▶ Passage provided:
++++

Even though it was over 100 degrees outside, the students made building the stations lots of fun. With some dancing and lots of jokes told the students were able to have a great time.They began the day with cutting down trees that were within the school grounds. Luckily, the school has so many trees, bushes, and weeds that we had more material than we needed.
We cut down about ten trees the first day. Amazingly, these trees are more like weeds and will regrow after being planted back into the ground even without their roots. Thus, these handwashing stations will eventually become living structures.
These amazing students were able to build five handwashing stations all around the school so that students can have access to handwashing whenever they need it.
Teaching the Ambassadors
To ensure that the students knew how to properly wash their hands and the long-term success of this program we gathered a group of dedicated students.
These 10 students were taught our handwashing curriculum built by Cait Fallone. The curriculum teaches why handwashing is important, what germs are, and how to teach the lesson to other students.
These students were selected because of their deep commitment to their school and because most of them want to work in the health industry.
At each handwashing station, we have put in a laminated handwashing protocol for all of the students to read. As well, there is a bar of soap and a counting clicker at each station.
Two students are responsible for each station. Each day the students refill the jugs with water and put in a new soap bar, if needed. Plus, they keep track of how many girl and boy students use the station by reading a counting clicker we have at each station.
The ambassadors learned how to teach our germs and handwashing lessons and then two of the ambassadors taught the lesson to three classes while the Humans for Education staff was there.
The ambassadors will teach these lessons twice a semester, once at the beginning and once in the middle of the semester. At the end of each semester, new ambassadors will be chosen so many students will have the opportunity to work as an ambassador.
As a token of our appreciation, each ambassador student will receive one semester's worth of supplies:
The supplies include:
- 1 bottle of Colgate
- 200mL of Body Lotion
- 40mL of Shoe Polish and Brush
- Toilet Paper
- Personal Bar Soap
- Plastic Container for Food
- Laundry Soap
Reaction to Handwashing Stations
The very first day the handwashing stations were put up, they were used so many times that within 30 minutes we had to replace the bars of soap at each station.
The stations were built within the first few days that we arrived at school and each day we returned to school there was always a line of students at the stations.
Even though the Humans for Education team left on March 7th, the students at Mpopongi Primary School fill out Google Forms each Sunday to let the team know when they need more soap and how many students are using each station.

++++

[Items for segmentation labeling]
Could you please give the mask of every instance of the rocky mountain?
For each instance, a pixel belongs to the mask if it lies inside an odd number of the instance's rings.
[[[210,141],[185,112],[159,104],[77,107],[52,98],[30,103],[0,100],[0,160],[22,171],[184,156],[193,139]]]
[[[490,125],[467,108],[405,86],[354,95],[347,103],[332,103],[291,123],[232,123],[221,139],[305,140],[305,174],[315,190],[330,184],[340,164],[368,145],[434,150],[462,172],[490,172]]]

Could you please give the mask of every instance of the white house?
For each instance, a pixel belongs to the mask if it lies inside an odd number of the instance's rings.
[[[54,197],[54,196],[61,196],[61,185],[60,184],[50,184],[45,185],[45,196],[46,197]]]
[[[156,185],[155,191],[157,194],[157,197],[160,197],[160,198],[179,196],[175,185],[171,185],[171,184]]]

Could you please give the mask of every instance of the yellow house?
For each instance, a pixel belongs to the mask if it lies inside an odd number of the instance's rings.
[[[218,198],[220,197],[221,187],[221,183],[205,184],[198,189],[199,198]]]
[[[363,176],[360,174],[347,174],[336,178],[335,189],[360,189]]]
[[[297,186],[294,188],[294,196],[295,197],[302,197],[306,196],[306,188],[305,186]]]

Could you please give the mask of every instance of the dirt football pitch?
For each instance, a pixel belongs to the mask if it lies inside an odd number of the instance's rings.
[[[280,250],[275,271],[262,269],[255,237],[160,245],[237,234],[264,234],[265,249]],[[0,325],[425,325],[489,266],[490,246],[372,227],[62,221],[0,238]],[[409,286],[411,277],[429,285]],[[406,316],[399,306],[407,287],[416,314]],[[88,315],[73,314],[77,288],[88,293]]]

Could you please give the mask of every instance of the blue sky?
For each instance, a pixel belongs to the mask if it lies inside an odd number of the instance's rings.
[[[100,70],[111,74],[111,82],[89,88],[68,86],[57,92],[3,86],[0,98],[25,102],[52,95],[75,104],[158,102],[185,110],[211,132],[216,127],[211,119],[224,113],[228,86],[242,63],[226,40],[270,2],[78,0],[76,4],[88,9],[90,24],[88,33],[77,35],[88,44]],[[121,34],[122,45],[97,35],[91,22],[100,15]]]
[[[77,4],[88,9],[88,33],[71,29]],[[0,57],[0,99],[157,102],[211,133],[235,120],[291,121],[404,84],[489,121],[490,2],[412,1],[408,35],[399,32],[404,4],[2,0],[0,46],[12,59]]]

++++

▶ Directions:
In the passage about the school handwashing stations, how many stations did the students build around the school? You can set the items aside; they aren't needed here.

▶ Correct output:
Five.